In full and without alteration, repeat the material.

---------- DATA SHOWN ----------

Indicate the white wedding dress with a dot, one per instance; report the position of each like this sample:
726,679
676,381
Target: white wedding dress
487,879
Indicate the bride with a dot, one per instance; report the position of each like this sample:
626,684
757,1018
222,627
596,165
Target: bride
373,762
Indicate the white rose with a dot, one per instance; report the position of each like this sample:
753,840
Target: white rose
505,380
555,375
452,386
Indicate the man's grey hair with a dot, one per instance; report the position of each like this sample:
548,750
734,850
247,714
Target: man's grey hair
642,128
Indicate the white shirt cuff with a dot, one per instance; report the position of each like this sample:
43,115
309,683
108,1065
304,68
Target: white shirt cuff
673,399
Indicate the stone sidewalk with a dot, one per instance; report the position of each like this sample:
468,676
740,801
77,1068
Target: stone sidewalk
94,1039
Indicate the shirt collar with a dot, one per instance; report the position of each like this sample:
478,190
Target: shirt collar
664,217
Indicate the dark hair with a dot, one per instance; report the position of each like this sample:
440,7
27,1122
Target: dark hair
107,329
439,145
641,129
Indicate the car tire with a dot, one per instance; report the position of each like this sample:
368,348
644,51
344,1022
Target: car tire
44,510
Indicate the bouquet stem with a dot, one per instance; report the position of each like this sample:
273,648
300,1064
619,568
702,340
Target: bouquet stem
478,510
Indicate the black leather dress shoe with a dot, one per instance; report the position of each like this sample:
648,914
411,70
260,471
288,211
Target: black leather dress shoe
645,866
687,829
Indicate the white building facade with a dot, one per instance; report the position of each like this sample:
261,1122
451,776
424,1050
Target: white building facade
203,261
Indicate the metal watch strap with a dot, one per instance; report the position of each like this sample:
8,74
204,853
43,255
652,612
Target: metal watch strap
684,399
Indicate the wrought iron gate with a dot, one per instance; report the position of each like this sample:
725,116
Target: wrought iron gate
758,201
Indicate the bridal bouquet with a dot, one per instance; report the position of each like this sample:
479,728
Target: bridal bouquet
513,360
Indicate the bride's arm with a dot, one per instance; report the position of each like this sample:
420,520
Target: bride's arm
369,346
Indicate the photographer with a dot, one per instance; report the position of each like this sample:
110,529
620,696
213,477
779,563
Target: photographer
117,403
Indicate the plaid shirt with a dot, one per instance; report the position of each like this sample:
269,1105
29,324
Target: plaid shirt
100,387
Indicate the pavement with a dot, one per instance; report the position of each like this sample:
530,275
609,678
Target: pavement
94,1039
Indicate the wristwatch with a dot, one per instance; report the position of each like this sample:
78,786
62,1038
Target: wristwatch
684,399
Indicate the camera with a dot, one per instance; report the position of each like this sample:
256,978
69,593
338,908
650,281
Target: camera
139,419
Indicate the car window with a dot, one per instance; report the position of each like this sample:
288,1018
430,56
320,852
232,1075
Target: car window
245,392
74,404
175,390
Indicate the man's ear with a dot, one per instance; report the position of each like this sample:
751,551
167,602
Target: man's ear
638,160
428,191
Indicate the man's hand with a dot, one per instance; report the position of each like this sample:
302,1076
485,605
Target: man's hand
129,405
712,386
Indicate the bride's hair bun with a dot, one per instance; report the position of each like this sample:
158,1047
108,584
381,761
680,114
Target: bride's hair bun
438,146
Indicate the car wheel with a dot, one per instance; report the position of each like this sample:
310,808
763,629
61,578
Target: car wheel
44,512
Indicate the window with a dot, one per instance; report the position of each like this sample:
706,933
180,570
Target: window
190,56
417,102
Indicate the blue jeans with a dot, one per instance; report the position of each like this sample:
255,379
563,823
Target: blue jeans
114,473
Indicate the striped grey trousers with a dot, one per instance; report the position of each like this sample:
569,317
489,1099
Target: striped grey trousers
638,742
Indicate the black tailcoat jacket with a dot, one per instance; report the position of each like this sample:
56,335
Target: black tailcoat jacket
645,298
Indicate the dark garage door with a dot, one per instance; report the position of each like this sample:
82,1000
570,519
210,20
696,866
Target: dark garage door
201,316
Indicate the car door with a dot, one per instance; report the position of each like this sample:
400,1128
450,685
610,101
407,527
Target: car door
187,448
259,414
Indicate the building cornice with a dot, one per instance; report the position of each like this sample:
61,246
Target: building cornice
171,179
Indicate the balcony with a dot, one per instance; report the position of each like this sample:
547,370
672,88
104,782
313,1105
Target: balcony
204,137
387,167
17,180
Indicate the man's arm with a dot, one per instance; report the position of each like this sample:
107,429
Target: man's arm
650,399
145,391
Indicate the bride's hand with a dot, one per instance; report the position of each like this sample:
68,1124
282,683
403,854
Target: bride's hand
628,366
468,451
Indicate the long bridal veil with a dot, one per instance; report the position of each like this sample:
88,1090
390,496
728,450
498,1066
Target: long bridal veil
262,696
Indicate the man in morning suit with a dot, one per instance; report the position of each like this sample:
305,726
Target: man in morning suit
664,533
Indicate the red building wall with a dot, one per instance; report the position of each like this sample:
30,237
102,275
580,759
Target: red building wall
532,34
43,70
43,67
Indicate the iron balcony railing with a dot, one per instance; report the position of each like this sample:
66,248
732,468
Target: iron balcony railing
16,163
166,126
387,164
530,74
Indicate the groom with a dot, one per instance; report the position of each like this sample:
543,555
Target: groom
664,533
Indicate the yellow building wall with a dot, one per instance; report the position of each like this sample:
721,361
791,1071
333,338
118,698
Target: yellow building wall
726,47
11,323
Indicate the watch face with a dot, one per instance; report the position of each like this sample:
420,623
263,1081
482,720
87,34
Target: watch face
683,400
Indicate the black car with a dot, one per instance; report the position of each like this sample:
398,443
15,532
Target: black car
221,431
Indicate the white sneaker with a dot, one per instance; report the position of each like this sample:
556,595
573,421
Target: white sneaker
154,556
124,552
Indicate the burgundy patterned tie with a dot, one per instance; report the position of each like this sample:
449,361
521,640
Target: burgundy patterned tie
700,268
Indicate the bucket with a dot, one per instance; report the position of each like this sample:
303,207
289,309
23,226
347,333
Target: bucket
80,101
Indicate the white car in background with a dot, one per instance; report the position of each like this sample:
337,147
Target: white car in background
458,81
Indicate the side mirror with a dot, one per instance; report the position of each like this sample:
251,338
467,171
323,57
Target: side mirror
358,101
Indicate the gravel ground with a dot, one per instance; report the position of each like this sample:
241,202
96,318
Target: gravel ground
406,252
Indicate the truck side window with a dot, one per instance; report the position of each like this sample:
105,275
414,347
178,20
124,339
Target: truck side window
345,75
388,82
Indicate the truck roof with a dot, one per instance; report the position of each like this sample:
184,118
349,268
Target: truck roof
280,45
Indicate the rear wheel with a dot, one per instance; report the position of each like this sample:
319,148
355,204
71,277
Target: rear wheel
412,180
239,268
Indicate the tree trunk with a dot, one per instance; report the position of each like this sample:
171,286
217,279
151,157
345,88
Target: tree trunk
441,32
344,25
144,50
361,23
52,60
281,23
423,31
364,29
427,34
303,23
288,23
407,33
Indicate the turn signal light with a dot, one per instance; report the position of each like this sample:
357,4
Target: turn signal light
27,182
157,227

----------

### TASK OUTPUT
Indicate the white wedding dress with a dot, one per instance; report the position of each like this sample:
726,679
676,381
Target: white wedding dress
487,879
Indicate the bride with a dot, one per instance; report the position of each like this sample:
626,684
757,1018
222,627
596,165
Target: bride
373,762
Indicate the white rose with a dot, one per instance; report the position of each like this sample:
753,840
Target: white rose
505,380
555,375
452,386
Indicate the man's grey hair with a dot, one per instance; report the position of each like this sample:
548,750
734,850
247,714
Target: man's grey hair
642,128
Indicate the white shirt cuff with a dot, one per instance; report the position of each like this sample:
43,115
309,683
108,1065
304,68
Target: white shirt cuff
673,399
Indicate the stone sidewalk with a dot, one per instance; report the position of each like this sample:
468,676
740,801
77,1068
Target: stone sidewalk
94,1039
Indicate the shirt collar with a dot, one per instance; report the position of each like this sample:
478,190
Target: shirt collar
664,217
Indicate the dark hair with a dot, one per instance; report the position of each like this sample:
440,7
27,1122
Target: dark hair
107,329
439,145
641,129
Indicate the car tire with a dot, one per instance; report the position of each like this sample:
368,348
644,51
344,1022
Target: car tire
44,510
Indicate the bouquet stem with a dot, one per instance; report the position of each like this sample:
273,648
300,1064
619,568
702,340
Target: bouquet stem
478,510
Indicate the black leather dress shoe with a dot, one per instance; report the position of each like this sample:
648,914
411,70
260,471
288,211
Target: black leather dress shoe
645,866
687,829
Indicate the white building facade with a dot, one per instance; report the position of each like this sample:
261,1122
451,776
424,1050
Target: white building facade
203,261
Indicate the metal watch strap with a dot, one per instance; report the position of each like this sample:
8,74
204,853
43,255
652,612
Target: metal watch strap
684,399
Indicate the wrought iron gate with a dot, one per instance; report the position of each like this sample:
725,116
Target: wrought iron gate
758,201
Indicate the bridal bouquet with a dot, one per instance; report the position of each like this sample:
479,728
Target: bridal bouquet
513,360
Indicate the bride's arm with a dot, one per instance; report the position of each like this sample:
420,520
Target: bride's arm
369,346
Indicate the photographer with a dot, one per instance; report the position of each like this sample:
110,529
620,696
213,477
779,563
Target: photographer
117,403
Indicate the plaid shirt with a dot, one per instance; report the position of each like this sample:
269,1105
29,324
Target: plaid shirt
100,387
Indicate the pavement with a dot, one per instance; report the position of each like this sample:
530,275
609,678
Target: pavement
94,1039
Indicate the wristwatch with a dot, one per instance; report the position of each like this sample:
78,786
62,1038
Target: wristwatch
684,399
Indicate the camera with a dot, one per instance; report the position of each like this sample:
256,978
69,593
338,908
650,281
Target: camera
139,419
Indicate the car window with a dot, one per instance; report the position of each like this sample:
288,1018
430,56
320,852
232,1075
Target: car window
245,392
74,404
175,390
Indicate the man's ear with a dot, one per instance; report the position of each like this sample:
751,551
167,602
Target: man's ear
638,160
428,191
Indicate the man's hand with a dot, one per instance; report the position of each like this sample:
302,1076
485,605
Target: man's hand
129,405
712,386
Indicate the bride's hair bun with a dot, one per instance; report the position of each like this sample:
158,1047
108,584
381,761
680,114
Target: bride's hair bun
438,146
Indicate the car wheel with a dot, one per instance; report the position of each like this sample:
310,808
763,629
61,578
Target: car wheel
44,512
Indicate the window with a dot, one per instance; report the position of each like this sample:
706,933
180,570
Target: window
190,56
417,102
Indicate the blue jeans with a dot, one per instance; report the position of each like this sample:
255,379
563,823
Target: blue jeans
114,473
Indicate the striped grey trousers with a dot, one per instance; report the position of each like this sample:
569,317
489,1099
Target: striped grey trousers
638,742
Indicate the black tailcoat jacket with a dot, one per instance; report the position of each like this sample:
56,335
Target: black tailcoat jacket
645,298
Indicate the dark garage door with a dot, one per instance; report the position of each like this sample:
82,1000
570,519
210,20
696,866
Target: dark garage door
201,316
Indicate the car door with a dot, one per instance; report the position of each like this sample:
400,1128
450,685
610,101
407,527
Target: car door
187,448
259,414
Indicate the building cornice with a dot, one per instance; report the position of each like this sample:
61,246
Target: building cornice
171,179
Indicate the balcony with a dot, one per instance; report the position of each like this sample:
547,370
672,88
104,782
313,1105
Target: balcony
204,137
387,167
17,180
Indicate the man's arm with a dot, one per instance; report the position of each like this sample:
107,429
Target: man's arm
650,399
145,391
Indicate the bride's hand with a dot, one per instance; report the position of each like this sample:
68,1124
282,683
403,854
Target: bride's hand
628,366
468,451
Indicate the long bridal veil with a dot, one per instance; report the position of each like this sample:
88,1090
390,496
728,450
498,1066
Target: long bridal veil
262,696
Indicate the man in morning suit with a dot, one per instance; report the position of each like this sample:
305,726
Target: man in morning suit
664,533
Indicate the red building wall with a dot, one per instance; report the position of each like this sample:
30,237
102,275
580,759
Target: red building wall
532,34
43,70
43,67
Indicate the iron balcony railing with a dot, one per instance; report the position of each like this sample:
66,248
732,468
Target: iron balcony railing
16,163
166,126
387,164
530,74
Indicate the groom with a dot, one per instance; report the position of each like this sample:
543,555
Target: groom
664,533
Indicate the yellow building wall with a dot, one per instance; report the position of each like this sample:
721,361
791,1071
333,338
118,698
Target: yellow building wall
726,47
11,323
Indicate the watch face with a dot, one per instance; report the position of each like this sample:
420,623
263,1081
482,720
87,34
Target: watch face
683,400
Indicate the black car with a dot, one per instance; report the position of each like this sample:
398,443
15,532
Target: black car
221,431
Indicate the white sneaker with a dot, one per instance; report the position of each like this sample:
556,595
573,421
Target: white sneaker
154,556
124,552
Indicate the burgundy patterned tie with a dot, one per instance; report the position of each like this sample:
449,361
521,640
Target: burgundy patterned tie
700,268
Indicate the bucket with a dot, one per instance; report the position of each like this sample:
303,207
289,309
23,226
347,333
Target: bucket
80,101
Indicate the white car in background with a dot, one per instance; report the position of each like this sample:
337,147
Target: white car in background
458,81
Indicate the side mirror with a dot, one per instance; report the position of each like this sample:
251,338
467,171
323,57
Target: side mirror
358,101
Indicate the gravel ground with a dot, one per instance; report the position of each like this sample:
241,202
96,318
Target: gravel ground
406,252
Indicate the truck side window with a dot, one per instance; report the position of each like this sample:
105,275
414,347
178,20
124,339
Target: truck side window
345,75
388,82
Indicate the truck roof with a dot, one per instance; report the position of each like this sample:
184,118
349,268
Target: truck roof
280,45
Indicate the rear wheel with a dot, one per instance; report the position of each like this sample:
319,148
355,204
71,277
Target: rear wheel
412,180
239,268
Indicate the tree trunk with a dot, one per instance; report the position of each like this sample:
171,286
217,279
151,157
345,88
Target: tree trunk
441,32
344,25
144,50
361,23
52,60
281,23
423,31
364,29
427,34
303,23
288,23
407,33
Indicate the turn signal light with a dot, one per instance; report the position of each like this sample:
357,4
Target: turn signal light
27,182
157,227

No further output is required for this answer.